## PROBLEMS AND TASKS
a) In the article on cognition and health, retype the passage that begins with the words "Mental Illness and" and ends after the words "has psychoneurological consequences.".
b) According to the article on cognition and health, who was the first to scientifically analyze cognition?

## TEXT
How Cognition Relates to Physical and Mental Health
Keiron Sparrowhawk, CEO of MyCognition, explains why cognitive health is so vital for overall health
Research shows the healthier our cognition, the more resilient we are to stress and the better at controlling our response to trauma, injury or infections
All our therapist and counsellor members are able to claim the MyCognition app for free as part of their membership – email us to find out more
Johannes Donders, a 19th century optician working in the Netherlands, was the first to scientifically analyse cognition. He studied patients presenting with “eyesight problems” only to prove they were due to “cognitive deficits in attention”. Attention is one of the five core cognitive domains.
The five core cognitive domains
Cognition is our behavioural and emotional response to a task, goal or challenge. However, cognition also plays a significant part in the role of the immune system, which is at the centre of our mental and physical resilience to all forms of stress, experienced through traumas, injuries or infections.
Autoimmune disorders occur when the immune system malfunctions and we inadvertently destroy our own cells. They include physical disorders (e.g.: rheumatoid arthritis, psoriasis, irritable bowel syndrome, Crones disease, diabetes, asthma, etc.), a substantial number of cancers, and most mental illnesses.
The immune system responds to stress through cortisol, the stress hormone, which regulates the release of inflammatory agents called cytokines, e.g.: Interleukin-6 (IL-6). When the body is stressed as a result of injury or infection, IL-6 destroys (recycles) dead or infected cells. It kills bacteria or viruses by destroying the cells they infect, saving our life.
However, when the body is overcome with a severe injury (e.g.: severe burns) or severe infection, it can result in such high levels of IL-6 causing death through the destruction of whole systems. Essentially, the body “shuts down” to prevent unbearable pain or, if an infection, to prevent itself infecting others.
Mental Illness and inflammation
A similar pattern occurs when experiencing severe mental trauma. We block the unbearable memory of the pain from being established through the release of high levels of IL-6, which prevents the neuronal connections from creating the pain memory. This attempt at “damage limitation” has psychoneurological consequences.

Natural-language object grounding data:

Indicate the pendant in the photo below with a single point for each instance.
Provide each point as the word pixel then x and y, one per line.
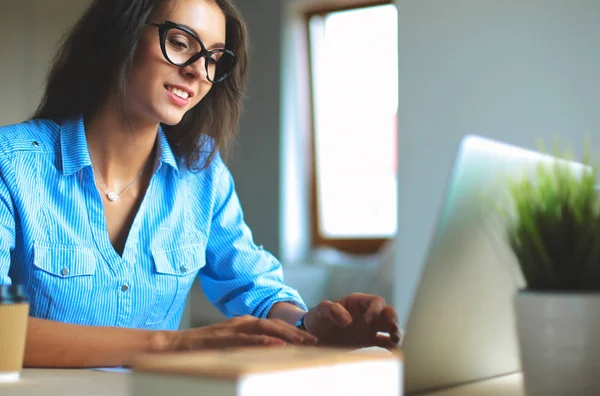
pixel 112 196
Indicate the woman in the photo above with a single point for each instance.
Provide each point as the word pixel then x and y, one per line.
pixel 114 198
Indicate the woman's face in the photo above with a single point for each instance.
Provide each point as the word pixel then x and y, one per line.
pixel 157 89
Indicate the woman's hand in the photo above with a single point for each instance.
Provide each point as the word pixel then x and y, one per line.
pixel 238 332
pixel 354 321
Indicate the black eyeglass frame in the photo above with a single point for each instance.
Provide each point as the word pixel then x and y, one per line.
pixel 163 29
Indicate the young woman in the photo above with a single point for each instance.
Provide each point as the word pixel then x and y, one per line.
pixel 114 198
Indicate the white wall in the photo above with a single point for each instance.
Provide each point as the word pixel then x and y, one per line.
pixel 513 70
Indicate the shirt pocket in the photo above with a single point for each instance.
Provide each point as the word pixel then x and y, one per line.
pixel 62 281
pixel 175 269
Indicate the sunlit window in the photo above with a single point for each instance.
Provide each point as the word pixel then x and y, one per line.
pixel 354 65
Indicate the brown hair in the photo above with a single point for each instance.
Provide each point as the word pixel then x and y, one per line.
pixel 97 56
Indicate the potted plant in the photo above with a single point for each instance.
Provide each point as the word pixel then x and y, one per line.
pixel 555 235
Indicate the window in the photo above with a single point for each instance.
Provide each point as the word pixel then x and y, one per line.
pixel 354 69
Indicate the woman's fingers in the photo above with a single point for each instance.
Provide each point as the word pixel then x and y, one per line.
pixel 241 339
pixel 338 314
pixel 280 329
pixel 385 341
pixel 376 307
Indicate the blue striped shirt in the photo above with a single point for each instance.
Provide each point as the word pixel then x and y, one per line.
pixel 54 238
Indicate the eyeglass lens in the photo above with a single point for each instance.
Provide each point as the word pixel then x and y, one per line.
pixel 180 47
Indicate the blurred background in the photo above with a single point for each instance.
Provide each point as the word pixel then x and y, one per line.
pixel 355 109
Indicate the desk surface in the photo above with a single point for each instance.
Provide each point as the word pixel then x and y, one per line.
pixel 96 383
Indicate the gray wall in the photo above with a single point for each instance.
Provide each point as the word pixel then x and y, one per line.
pixel 29 32
pixel 255 162
pixel 513 70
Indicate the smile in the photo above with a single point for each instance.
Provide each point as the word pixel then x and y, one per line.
pixel 178 92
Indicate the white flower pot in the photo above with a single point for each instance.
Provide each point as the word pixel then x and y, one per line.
pixel 559 343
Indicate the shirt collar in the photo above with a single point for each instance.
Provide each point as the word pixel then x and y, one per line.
pixel 76 156
pixel 164 152
pixel 73 146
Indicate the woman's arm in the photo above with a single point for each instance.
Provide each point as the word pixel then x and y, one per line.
pixel 287 312
pixel 61 345
pixel 239 278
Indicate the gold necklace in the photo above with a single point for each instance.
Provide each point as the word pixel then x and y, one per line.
pixel 113 196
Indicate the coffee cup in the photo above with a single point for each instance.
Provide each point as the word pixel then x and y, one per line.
pixel 14 312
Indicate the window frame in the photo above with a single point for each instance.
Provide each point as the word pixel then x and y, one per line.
pixel 360 246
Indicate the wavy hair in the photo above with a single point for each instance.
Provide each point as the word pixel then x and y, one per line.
pixel 96 58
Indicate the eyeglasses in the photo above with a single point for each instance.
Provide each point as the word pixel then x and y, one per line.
pixel 181 47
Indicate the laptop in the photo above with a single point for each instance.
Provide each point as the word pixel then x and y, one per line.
pixel 461 327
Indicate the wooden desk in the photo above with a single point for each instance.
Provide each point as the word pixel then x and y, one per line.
pixel 36 382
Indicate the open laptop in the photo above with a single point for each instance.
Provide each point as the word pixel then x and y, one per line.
pixel 461 327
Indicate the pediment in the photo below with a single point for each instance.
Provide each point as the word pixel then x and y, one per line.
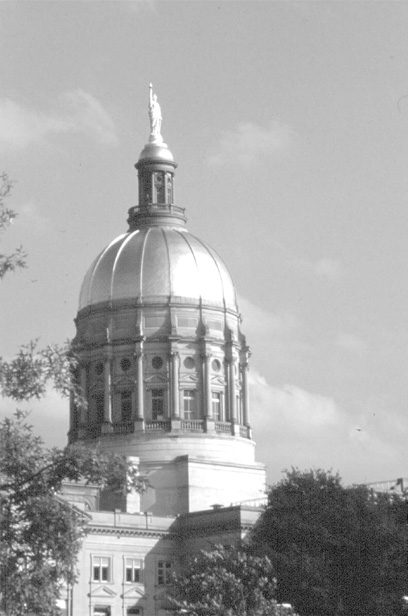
pixel 98 385
pixel 189 378
pixel 124 382
pixel 156 378
pixel 102 591
pixel 134 592
pixel 218 380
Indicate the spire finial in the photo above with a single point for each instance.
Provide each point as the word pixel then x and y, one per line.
pixel 155 117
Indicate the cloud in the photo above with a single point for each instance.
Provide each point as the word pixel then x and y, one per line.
pixel 350 342
pixel 248 142
pixel 137 6
pixel 48 416
pixel 257 320
pixel 77 112
pixel 329 269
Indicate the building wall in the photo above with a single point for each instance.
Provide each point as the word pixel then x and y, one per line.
pixel 159 544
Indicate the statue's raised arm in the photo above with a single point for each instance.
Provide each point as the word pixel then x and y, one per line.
pixel 154 115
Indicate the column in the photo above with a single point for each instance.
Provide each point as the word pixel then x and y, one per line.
pixel 140 386
pixel 245 394
pixel 206 357
pixel 83 381
pixel 232 390
pixel 139 418
pixel 107 397
pixel 174 385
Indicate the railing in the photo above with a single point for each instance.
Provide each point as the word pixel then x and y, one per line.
pixel 93 431
pixel 123 428
pixel 158 426
pixel 192 425
pixel 243 431
pixel 138 209
pixel 223 427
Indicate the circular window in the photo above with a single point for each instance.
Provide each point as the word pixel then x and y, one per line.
pixel 157 362
pixel 99 368
pixel 216 365
pixel 125 364
pixel 189 363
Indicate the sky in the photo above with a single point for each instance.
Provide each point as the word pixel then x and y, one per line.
pixel 289 123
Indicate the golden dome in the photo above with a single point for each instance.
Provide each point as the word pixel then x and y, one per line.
pixel 159 265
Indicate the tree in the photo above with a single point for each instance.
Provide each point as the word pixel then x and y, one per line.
pixel 226 581
pixel 336 549
pixel 15 260
pixel 40 533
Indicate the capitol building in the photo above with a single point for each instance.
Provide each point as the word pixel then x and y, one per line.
pixel 163 368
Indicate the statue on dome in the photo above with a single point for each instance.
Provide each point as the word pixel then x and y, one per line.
pixel 155 117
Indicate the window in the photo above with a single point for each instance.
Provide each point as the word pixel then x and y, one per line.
pixel 157 403
pixel 133 570
pixel 101 569
pixel 126 405
pixel 190 404
pixel 239 410
pixel 216 405
pixel 164 570
pixel 99 406
pixel 102 610
pixel 160 188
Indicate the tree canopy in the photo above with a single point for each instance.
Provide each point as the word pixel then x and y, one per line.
pixel 17 259
pixel 335 549
pixel 226 581
pixel 40 533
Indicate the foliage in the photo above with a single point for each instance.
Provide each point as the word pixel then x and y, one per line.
pixel 40 533
pixel 336 550
pixel 27 375
pixel 225 581
pixel 15 260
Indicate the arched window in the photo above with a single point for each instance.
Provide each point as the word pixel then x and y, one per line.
pixel 126 405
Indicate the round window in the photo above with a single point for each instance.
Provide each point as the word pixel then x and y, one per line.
pixel 157 362
pixel 216 365
pixel 99 368
pixel 125 364
pixel 189 363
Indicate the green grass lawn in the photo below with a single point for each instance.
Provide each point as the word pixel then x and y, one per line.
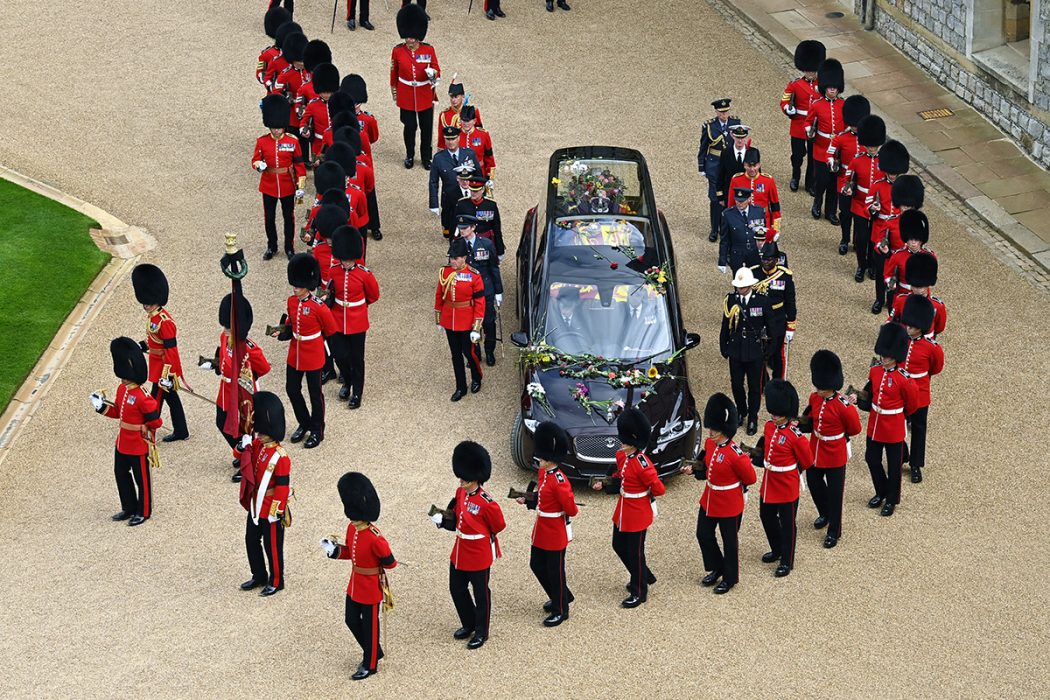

## EXERCISE SOLUTIONS
a)
Mental Illness and inflammation
A similar pattern occurs when experiencing severe mental trauma. We block the unbearable memory of the pain from being established through the release of high levels of IL-6, which prevents the neuronal connections from creating the pain memory. This attempt at “damage limitation” has psychoneurological consequences.

b) Johannes Donders, a 19th-century optician working in the Netherlands.